_Input_
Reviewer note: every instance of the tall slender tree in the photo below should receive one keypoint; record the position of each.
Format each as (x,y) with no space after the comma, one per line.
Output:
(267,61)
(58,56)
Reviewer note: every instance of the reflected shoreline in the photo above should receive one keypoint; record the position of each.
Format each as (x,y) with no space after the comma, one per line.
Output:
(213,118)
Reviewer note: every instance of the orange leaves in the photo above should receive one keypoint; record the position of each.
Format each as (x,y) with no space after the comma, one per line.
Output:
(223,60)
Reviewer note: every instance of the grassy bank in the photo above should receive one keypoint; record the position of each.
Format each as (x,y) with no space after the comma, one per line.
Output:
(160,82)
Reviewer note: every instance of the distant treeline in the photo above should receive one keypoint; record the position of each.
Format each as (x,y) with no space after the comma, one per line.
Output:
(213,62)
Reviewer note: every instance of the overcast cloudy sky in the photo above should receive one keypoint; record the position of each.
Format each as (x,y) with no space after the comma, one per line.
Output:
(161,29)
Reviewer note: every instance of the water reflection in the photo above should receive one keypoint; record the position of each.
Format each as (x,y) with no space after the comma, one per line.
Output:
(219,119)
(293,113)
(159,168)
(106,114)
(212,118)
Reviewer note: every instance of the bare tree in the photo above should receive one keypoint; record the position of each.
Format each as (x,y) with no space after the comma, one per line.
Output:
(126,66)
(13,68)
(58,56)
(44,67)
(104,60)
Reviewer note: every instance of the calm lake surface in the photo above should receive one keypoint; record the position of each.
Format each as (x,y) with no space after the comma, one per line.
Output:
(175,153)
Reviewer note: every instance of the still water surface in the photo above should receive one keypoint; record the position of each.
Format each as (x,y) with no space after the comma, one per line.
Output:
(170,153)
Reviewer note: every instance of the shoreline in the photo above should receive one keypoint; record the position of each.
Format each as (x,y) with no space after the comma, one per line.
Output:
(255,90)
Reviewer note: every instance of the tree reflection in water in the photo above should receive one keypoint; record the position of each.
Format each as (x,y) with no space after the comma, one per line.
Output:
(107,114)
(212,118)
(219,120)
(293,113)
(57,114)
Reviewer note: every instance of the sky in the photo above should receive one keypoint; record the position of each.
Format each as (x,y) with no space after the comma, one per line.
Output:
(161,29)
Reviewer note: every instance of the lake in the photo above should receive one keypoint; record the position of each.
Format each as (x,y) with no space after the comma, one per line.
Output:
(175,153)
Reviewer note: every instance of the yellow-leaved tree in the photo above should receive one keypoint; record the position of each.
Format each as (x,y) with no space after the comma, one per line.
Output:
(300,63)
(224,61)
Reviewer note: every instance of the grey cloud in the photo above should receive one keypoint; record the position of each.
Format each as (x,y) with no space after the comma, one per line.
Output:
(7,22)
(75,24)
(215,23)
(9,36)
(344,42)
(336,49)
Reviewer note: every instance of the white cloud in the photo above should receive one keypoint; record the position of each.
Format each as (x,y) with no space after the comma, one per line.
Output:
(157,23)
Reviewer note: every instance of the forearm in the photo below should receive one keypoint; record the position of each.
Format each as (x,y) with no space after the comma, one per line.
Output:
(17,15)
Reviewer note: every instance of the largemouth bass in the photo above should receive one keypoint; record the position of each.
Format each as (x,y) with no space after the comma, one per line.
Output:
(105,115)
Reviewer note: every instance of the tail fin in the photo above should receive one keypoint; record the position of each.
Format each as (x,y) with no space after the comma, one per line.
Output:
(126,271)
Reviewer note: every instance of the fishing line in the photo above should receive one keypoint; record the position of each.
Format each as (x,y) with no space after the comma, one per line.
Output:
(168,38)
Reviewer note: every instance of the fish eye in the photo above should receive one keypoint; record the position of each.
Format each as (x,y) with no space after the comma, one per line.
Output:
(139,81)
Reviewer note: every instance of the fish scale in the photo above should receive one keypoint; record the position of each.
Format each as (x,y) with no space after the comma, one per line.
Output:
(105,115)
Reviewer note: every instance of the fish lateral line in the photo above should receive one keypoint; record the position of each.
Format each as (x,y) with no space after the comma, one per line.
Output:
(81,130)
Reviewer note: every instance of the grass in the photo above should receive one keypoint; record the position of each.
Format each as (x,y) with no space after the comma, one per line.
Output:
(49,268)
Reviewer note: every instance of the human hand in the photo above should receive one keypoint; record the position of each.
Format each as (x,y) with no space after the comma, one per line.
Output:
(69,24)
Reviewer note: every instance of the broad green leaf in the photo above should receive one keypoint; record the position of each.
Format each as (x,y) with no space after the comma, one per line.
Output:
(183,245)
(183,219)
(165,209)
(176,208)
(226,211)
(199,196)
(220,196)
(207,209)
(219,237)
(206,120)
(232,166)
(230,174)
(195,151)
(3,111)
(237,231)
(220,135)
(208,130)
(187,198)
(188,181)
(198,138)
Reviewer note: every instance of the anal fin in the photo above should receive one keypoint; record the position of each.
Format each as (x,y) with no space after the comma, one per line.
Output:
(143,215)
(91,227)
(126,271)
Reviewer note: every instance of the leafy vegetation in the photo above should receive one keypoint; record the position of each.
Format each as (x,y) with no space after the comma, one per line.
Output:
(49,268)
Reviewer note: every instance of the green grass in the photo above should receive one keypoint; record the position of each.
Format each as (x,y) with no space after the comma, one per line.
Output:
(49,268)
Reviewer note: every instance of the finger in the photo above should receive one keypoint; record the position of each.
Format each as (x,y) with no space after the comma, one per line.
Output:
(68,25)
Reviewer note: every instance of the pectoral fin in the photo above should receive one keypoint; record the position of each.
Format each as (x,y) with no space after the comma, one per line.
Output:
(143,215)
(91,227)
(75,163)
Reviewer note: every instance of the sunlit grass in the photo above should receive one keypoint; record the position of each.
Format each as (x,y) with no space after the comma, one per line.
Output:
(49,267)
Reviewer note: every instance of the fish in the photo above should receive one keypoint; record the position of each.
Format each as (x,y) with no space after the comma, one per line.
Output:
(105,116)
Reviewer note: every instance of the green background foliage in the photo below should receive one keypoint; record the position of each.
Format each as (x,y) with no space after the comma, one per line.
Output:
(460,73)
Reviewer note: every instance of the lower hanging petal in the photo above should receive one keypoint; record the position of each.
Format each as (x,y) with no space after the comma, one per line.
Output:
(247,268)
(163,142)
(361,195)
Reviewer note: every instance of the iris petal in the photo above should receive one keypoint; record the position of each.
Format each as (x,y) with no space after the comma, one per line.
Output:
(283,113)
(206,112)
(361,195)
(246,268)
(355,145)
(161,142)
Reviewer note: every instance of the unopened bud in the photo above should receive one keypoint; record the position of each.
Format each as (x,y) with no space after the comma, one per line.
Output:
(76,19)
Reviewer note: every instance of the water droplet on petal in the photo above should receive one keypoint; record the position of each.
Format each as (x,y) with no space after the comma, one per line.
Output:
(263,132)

_Directions_
Within the listing, count the lines that contain the word "lake", and give the count by itself.

_Expected output_
2